▶ _Record extracts_
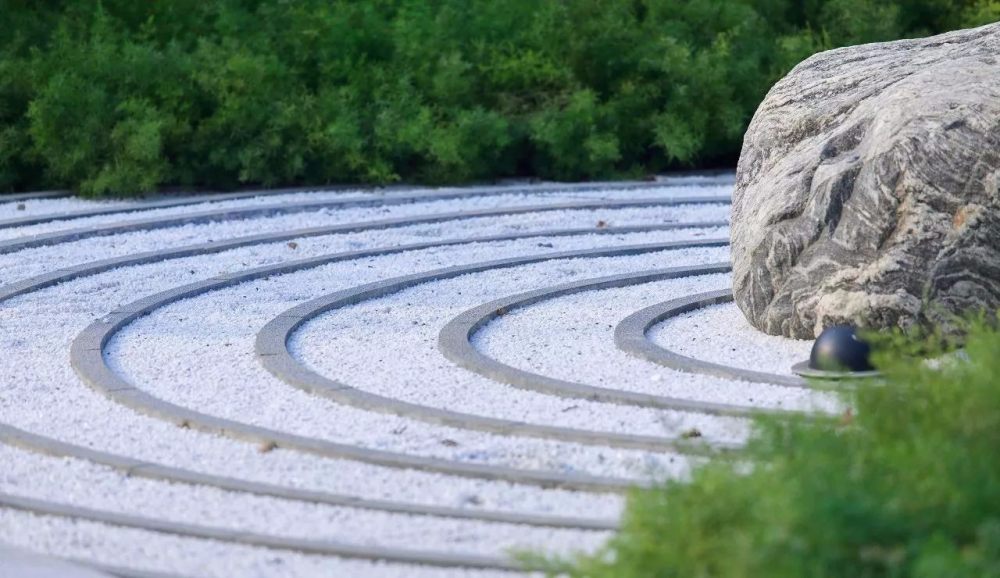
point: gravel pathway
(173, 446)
* * *
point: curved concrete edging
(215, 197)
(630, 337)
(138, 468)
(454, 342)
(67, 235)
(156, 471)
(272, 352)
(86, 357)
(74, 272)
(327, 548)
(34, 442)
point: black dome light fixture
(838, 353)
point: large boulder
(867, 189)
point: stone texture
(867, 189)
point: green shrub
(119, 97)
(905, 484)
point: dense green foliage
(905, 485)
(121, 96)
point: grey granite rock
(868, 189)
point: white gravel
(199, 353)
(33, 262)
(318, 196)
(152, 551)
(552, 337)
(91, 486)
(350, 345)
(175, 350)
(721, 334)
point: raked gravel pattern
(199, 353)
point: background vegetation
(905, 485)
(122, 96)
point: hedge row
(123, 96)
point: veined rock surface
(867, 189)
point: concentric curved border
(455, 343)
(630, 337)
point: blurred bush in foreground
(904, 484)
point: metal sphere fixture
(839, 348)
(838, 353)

▶ _Task to complete_
List each row above that contains the word "rock", reproducing those rows in full. The match is case-sensitive.

▶ _Output of the task_
point: grey granite rock
point: veined rock surface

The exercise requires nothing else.